═══ Input data ═══

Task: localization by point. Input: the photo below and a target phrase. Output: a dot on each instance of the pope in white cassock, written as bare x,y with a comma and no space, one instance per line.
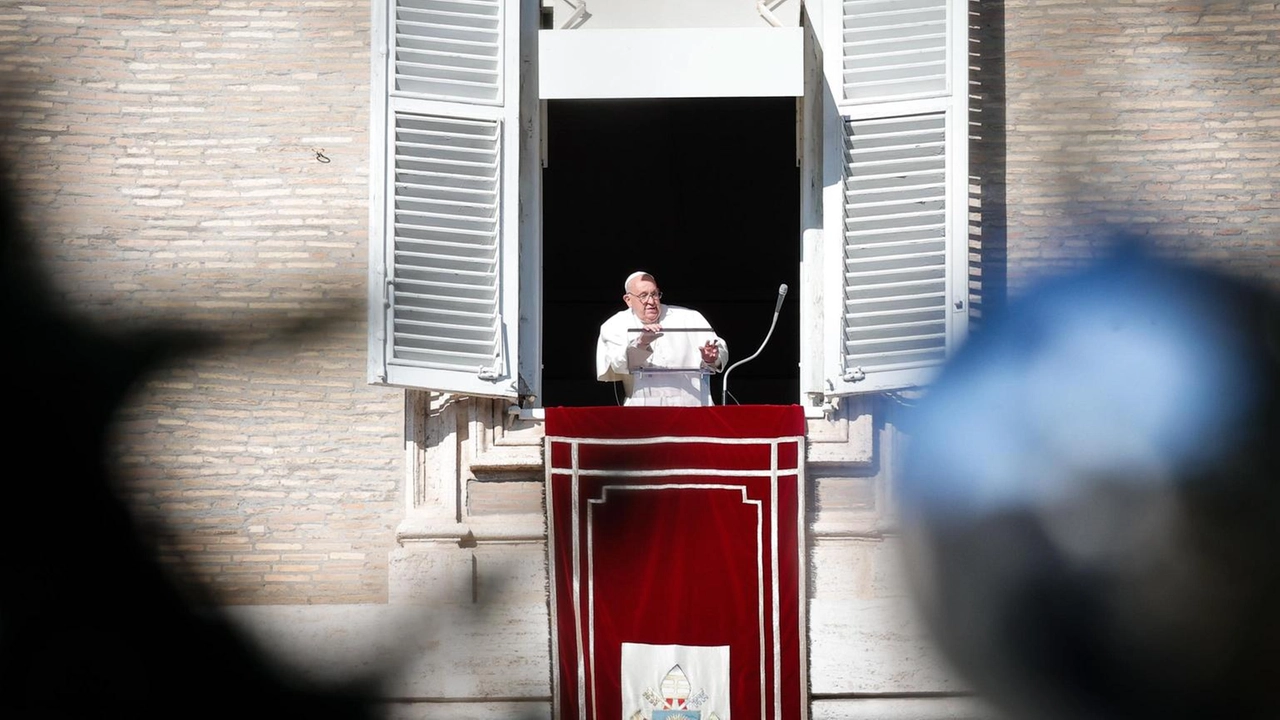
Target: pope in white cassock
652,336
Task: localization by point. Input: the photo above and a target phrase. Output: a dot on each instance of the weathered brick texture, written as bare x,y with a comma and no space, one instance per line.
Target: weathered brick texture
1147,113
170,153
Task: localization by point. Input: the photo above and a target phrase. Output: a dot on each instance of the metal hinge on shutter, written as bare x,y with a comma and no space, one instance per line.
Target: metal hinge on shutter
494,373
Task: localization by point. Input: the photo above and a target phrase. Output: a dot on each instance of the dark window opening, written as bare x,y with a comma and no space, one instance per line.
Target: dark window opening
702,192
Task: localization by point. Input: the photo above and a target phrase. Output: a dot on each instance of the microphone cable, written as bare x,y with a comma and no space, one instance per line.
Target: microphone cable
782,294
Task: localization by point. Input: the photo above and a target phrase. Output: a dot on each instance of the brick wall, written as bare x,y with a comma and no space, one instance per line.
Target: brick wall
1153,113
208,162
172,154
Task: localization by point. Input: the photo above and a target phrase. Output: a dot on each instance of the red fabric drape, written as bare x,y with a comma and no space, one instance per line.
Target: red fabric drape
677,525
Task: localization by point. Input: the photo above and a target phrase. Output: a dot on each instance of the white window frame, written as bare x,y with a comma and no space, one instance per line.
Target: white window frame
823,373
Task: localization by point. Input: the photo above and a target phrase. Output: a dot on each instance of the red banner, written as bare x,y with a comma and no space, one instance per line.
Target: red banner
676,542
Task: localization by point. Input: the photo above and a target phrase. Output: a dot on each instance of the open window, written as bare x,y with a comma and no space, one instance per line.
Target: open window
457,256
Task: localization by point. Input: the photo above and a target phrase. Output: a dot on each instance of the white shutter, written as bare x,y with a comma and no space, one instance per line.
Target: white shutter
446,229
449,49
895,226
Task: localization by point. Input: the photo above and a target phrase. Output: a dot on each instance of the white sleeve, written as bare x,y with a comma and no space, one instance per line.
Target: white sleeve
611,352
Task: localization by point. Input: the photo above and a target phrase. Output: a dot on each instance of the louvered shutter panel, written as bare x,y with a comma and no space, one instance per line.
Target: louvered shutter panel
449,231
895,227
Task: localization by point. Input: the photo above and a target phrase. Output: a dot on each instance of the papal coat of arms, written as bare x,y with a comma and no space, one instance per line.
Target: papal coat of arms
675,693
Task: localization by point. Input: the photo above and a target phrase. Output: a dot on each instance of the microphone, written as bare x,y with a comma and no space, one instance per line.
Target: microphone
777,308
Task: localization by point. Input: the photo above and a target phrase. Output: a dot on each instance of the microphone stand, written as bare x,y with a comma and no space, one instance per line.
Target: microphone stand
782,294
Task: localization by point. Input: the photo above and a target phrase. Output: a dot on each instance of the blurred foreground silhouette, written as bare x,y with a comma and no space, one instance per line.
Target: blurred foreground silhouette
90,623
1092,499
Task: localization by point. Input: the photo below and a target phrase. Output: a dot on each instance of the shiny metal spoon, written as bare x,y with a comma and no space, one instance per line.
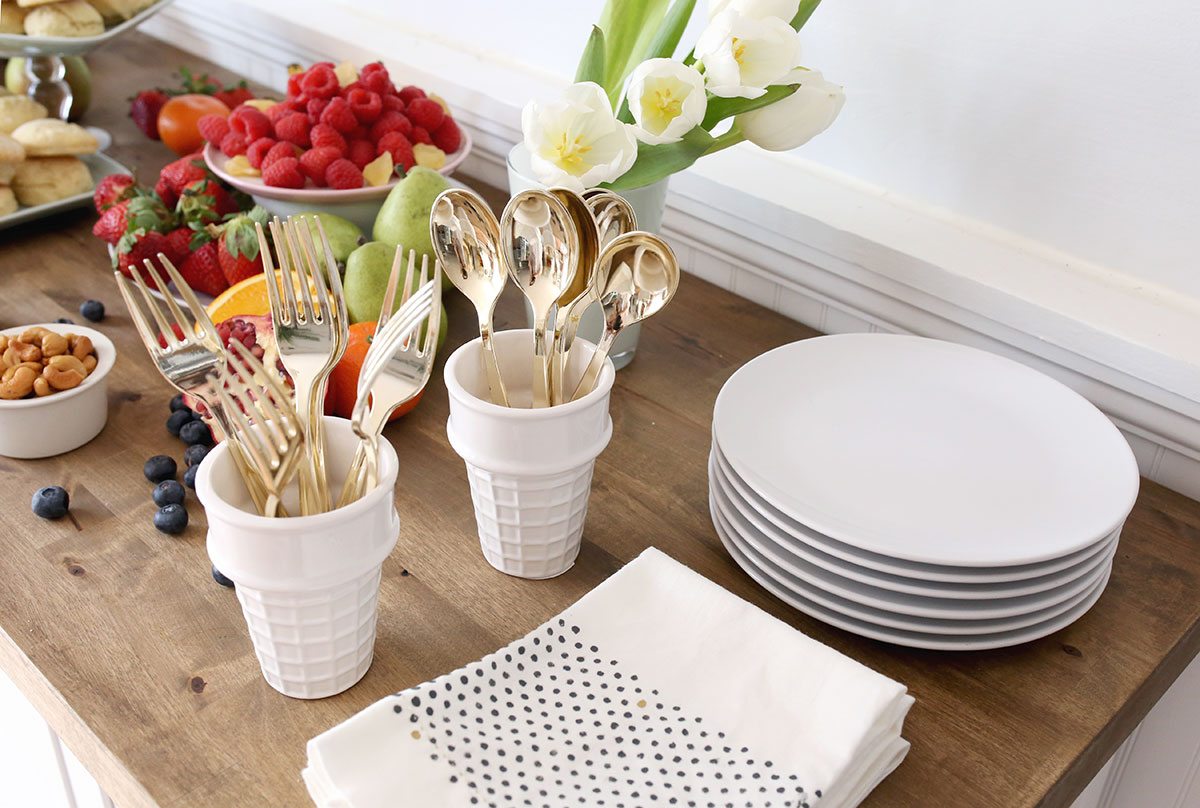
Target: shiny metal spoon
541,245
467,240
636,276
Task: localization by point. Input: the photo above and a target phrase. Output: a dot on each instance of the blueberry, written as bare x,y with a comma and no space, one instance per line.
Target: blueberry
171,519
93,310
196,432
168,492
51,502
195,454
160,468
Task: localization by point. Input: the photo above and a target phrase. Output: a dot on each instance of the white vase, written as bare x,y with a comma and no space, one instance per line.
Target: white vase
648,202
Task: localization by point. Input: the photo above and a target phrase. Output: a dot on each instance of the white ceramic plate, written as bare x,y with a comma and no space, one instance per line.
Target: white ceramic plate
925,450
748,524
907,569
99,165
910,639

═══

Task — Restate the material above word for word, omitting the pictures.

Task output —
Task: localization by point. Input: the photo below and a target phrase. Output: a dot on each instance of the pope in white cassock, written as bare x,y with a comma and no space, one instance per line.
Target: pope in white cassock
652,336
Task: localization by point. Input: the photo above and a target phrase. Output: a dot on each instance of the weathered brick texture, written as bare x,y with a comma and no space, one instance per line.
Target: weathered brick texture
1147,113
170,153
Task: localization by point. Input: the photo above and a target phrase. Output: a dot on each instance of the metal hinge on shutter, written as bare x,y with a comma and no space, one instance per line.
Target: metal hinge on shutter
494,373
Task: localization by point. Input: the photo above and a target phrase. Output: a dot on each instance of the dark window opening, written as bare x,y with a comma and no space, one instance per line.
Target: dark window opening
702,192
Task: localization by point. Input: the photo above and a target phrase. Output: a dot on each instance of the microphone cable, written as bare x,y with a comma and no space, one instance per line.
Target: microphone cable
782,294
Task: localization by point. Input: the photo above and a target phrase. Output: a dot on each instance of the brick wall, written as bare x,y with a comma and no space, one instance per line.
Target: brick wall
1153,113
208,162
172,154
Task: localization by point. Input: the photo above and a target phrase. Output: a dot on each instance of the red fabric drape, written as bare x,y with a comma and no space, one instance per line.
Target: red fabric drape
677,525
Task: localization by point. Input: the photo above and a target phrase. Output: a dot on each instance of the white window frame, written as bare x,y with a comma and no space, one instance per line.
Target: white window frame
823,373
Task: localization by point. Input: the photo above and a target phrase. Output: a dot on each instance of the red banner, written as bare x,y with a comma and no space, one instance per line.
Target: red banner
676,542
Task: localization by point. Input: the photo above and a target phrase. Output: a dot on each instance of the open window, written as bare x,y with a comma and no space, one instance per line.
Target: open window
457,256
Task: localization by point. Input: the photo above and a target phrase. Output: a dot on each instance of the white shutter, written as bare x,y with a comma and no space, one instance per line.
Target: white shutter
446,229
449,49
895,226
Task: localization by point. Input: the photo above and a target phrase. Output: a dot on each instance of the white sleeve, written as bare x,y with a comma and no space, one instance per line.
Target: white sleeve
611,352
Task: localization by point. Input: the photo above and a target phrase. Output: a dot on each instance of the louvered shutter panel, written as bare x,y with a comma and no space, one instance per line.
Target: louvered shutter panel
449,231
895,227
Task: localization by point. Input: the photo above and a target phrase. Output: a dot on each instance of the papal coat of arms, written as bare x,y with a comma and no space, one instance per line.
Target: papal coat of arms
675,693
Task: localization by point. Input: the photo above and a target phrase. Output: a dot on each instance of the microphone, written as bare x,y with a comma and no space, one instance per line.
Target: microphone
777,308
Task: localization by point. Input: the photo above and a target phrase. Output: a dot on each instance of the microphone stand, written as bare x,y with a comma and no space, one instance per line.
Target: microphone stand
782,294
Task: localization by point. Input: the photo above and a target phrase. Output: a dot on each instance of the blurred foreground silhouette, written as bare x,y with a comma and no space, one instance per line.
Target: blurred foreground silhouette
90,623
1092,499
Task: localization by point. Input: the photo below and a target phrase. Output: a dot on each instance of the shiny metal spoon, written as bare x,y with a comma and no space, one instance per line.
Target: shiny metal spoon
541,245
467,240
636,276
Task: localization by point. Input: the photo above and a target phrase. Output: a dot on each instance of the blueberry, written as bare x,y with a comma and no space, one instance per line.
Target: blueberry
171,519
93,310
196,432
168,492
51,502
195,454
160,468
Task: localization by point. Input: the photo above and a target phrase. Output: a dot on each instance of the white vase, written as bare x,y with a comma and no space, one instance per line.
Target: white vase
648,202
Task: localization by point. Input: the photo above and a target phrase. Output: a dot on each instance of the white ceramic plate, written as bare x,y with a comma and no space, one instance per line.
Target: white ceramic plate
925,450
748,524
907,569
99,165
910,639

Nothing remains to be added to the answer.